▸ DOCUMENTO DE ORIGEM
——————————

Em 2012 não sentia essa velocidade e a necessidade de ter conteúdo sempre atual, todos os dias. Eu produzia num outro ritmo, ia no final de semana para o bar, fazia 10, 15 guardanapos e eles davam para vários dias de conteúdo. Hoje a internet te pressiona a sempre ter alguma coisa nova. Acho que a minha mudança para São Paulo serviu bastante para mudar a minha forma de encarar o trabalho. Não preciso ficar dependendo somente dos guardanapos. Claro que, se não fossem eles, hoje não conseguiria viver do que eu amo, que é desenhar e escrever, mas surgiram oportunidades por conta deles, como desdobrar algumas coisas em música, em quadros e textos maiores… Isso acaba atingindo outro público também!

Legal, porque você começou com um “produto” específico  e como continuar criando, sete anos depois, a mesma coisa? Tem que ramificar, né!

Sim. É difícil. Toda hora eu penso, “nossa, este vai ser o último guardanapo”. Mas fui entendendo que conseguia fazer outras coisas também. Sinto saudade dos guardanapos e quando vou visitar a minha mãe ou minha irmã no Rio consigo fazê-los com outra visão.

Você os faz no Rio de Janeiro?

Sim, só no Café Lamas. Hoje faço mais rápido e acho que o conteúdo está mais maduro, afinal, são mais de dois mil, a mão já sente mais confiança também! É legal. Algo que começou em um guardanapo, no balcão de um bar, depois de eu ter esquecido um caderno, resultou em várias possibilidades. E, assim, os meus desenhos não são aqueles desenhos fantásticos, acho que combinam com a linguagem que uso, de balcão de bar, meio rasura, meio rascunho – se fossem uma pintura calculada seria horrível.

E estes rascunhos são coisas que as pessoas também fazem nos guardanapos. Elas se identificam.

Sim! Mas para mim é a tela final. É claro que não fui eu que inventei isso, só que para as pessoas normalmente é uma ponte entre o rascunho e a obra, mas para mim já é tudo junto: a obra final, o digital, o online e o offline. E acho que o artista tem que traduzir um pouco do tempo em que vive: não que precise necessariamente ter um Instagram ou Facebook, mas fechar os olhos para isso e não ver a possibilidade de trocar ideias sem obstáculos… Isso é fantástico! Acho que a arte e a poesia, quando você as publica, representam um ponto de encontro entre a sua intenção e o olhar do leitor ou do ouvinte: não tenho total domínio sobre o que vão achar e eles sobre o que vou produzir, mas em algum momento os nossos olhares se encontram num ponto, que é um livro, um quadro, uma música. E, para mim, olhando assim, parece inacreditável, eu não sabia que poderia viver de livros. No Brasil ainda!

O Antônio é um personagem e é você ao mesmo tempo. Mas você consegue se distanciar dele? Transformá-lo em “algo”?

——————————

▸ REGISTROS LISTADOS
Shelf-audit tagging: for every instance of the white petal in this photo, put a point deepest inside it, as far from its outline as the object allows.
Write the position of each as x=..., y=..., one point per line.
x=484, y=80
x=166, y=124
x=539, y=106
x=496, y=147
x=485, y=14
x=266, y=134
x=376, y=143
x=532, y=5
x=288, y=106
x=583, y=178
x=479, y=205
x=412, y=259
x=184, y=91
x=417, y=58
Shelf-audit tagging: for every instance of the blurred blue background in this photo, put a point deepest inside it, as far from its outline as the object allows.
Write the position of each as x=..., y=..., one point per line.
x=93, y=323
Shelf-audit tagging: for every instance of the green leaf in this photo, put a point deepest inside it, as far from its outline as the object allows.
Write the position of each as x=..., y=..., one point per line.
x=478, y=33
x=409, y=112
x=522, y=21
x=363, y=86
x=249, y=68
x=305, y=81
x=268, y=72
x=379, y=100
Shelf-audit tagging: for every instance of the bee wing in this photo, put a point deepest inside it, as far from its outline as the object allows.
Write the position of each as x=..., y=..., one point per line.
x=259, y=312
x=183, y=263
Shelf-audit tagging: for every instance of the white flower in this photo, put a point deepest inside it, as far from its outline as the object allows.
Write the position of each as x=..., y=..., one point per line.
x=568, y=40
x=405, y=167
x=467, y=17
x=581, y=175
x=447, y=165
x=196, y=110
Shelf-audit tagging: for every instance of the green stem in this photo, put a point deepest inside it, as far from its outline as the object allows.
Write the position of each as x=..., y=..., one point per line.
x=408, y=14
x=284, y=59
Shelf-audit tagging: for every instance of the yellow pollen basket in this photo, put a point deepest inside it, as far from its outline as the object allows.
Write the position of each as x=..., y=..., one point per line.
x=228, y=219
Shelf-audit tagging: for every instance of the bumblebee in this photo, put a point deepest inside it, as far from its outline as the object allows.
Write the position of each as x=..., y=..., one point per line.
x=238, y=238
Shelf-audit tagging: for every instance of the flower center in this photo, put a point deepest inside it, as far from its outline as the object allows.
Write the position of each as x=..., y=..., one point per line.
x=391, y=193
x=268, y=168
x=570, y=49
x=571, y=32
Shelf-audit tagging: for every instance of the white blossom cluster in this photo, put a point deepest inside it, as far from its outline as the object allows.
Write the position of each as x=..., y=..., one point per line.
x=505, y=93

——————————

▸ INSTRUÇÕES
A – Por favor, verta para o inglês esta frase da entrevista sobre os guardanapos: “Acho que a minha mudança para São Paulo serviu bastante para mudar a minha forma de encarar o trabalho.”
B – Estenda a entrevista sobre os guardanapos, começando logo depois da última frase apresentada.

▸ RESPOSTAS DO EXERCÍCIO
A – I think my move to São Paulo did a lot to change the way I approach my work.

B –
Consigo. Hoje consigo muito bem colocá-lo ali, no guardanapo. Acho que é um personagem, mas claro que em toda obra literária e em todo personagem há um pouco do autor ali. O Antônio está no guardanapo e o meu desafio é sair dele e mostrar outras coisas para não ficar toda hora batendo na mesma tecla. Acho que repetir o sucesso, para um artista, é fracasso, sabe? Ter que fazer só aquilo. Por mais que vá bem comercialmente, é brochante criativamente. Estou no ponto de conversar com a editora sobre o próximo livro, e o material que estou apresentando mantém o personagem Antônio, mas quero dar um outro desdobramento, brincar com transmídia, ter uma página sonora com QR code para ouvir o guardanapo, criar ambientes como uma continuação do livro. Vai ter uma história com palavras um pouco mais extensa. Apesar de que, tão difícil quanto escrever muito, é escrever pouco!

Você que o diga!

É preciso condensar ideias que todo mundo consiga entender e que apresentem vários sentidos. Nas escolas, costumo falar sobre simplicidade criativa: digo que tudo o que você precisa para fazer um guardanapo tem em casa e falo para os alunos como é importante usar a própria mão para fazer arte. A gente está na era em que todo mundo digita e é diferente você usar a sua mão para desenhar, para escrever com sua caligrafia. A nossa letra é a nossa personalidade. A tecnologia mais importante que a gente tem é a nossa capacidade de assimilar referências, de absorver conhecimentos, trocar ideias e criar um mundo que faça sentido pra gente.

Você tem uma relação muito forte com intuição? Como lida com isso?

Tenho uma gaveta cheia de cadernos e é como se fosse um Google analógico: vou anotando coisas, palavras e frases que me chamam a atenção em livros ou no jornal. Anoto tudo. E depois, com calma, vou revendo esses “frutos da intuição”… até que uma frase brota na minha cabeça. A intuição é também construída com base nas suas referências, em tudo o que você já viu, ouviu, nas conversas que teve com sua mãe, com seus amigos. Tudo fica em algum lugar na sua cabeça e aí basta uma palavra para desencadear várias ideias. Eu não censuro nada, nenhuma bobagem, e mesmo parecendo absurda eu anoto, porque pode ser útil em algum momento.  Acho que a cabeça de um cara que quer trabalhar com ideias criativas tem que ser aberta, não dá para ter preconceito com estilos musicais, por exemplo: uma música “ruim” pode te inspirar a fazer um verso. Sou muito curioso, muito, e acho que isso tem a ver com a educação que eu tive. Meu pai não trabalha com arte diretamente, mas sempre incentivou o desenho em casa, e a minha mãe é doutora na UFRJ. Basicamente aprendi sobre palavra com a minha mãe e sobre imagem com o meu pai!

Você acha que aprendeu a lidar melhor com os seus sentimentos depois que o Antônio passou a existir?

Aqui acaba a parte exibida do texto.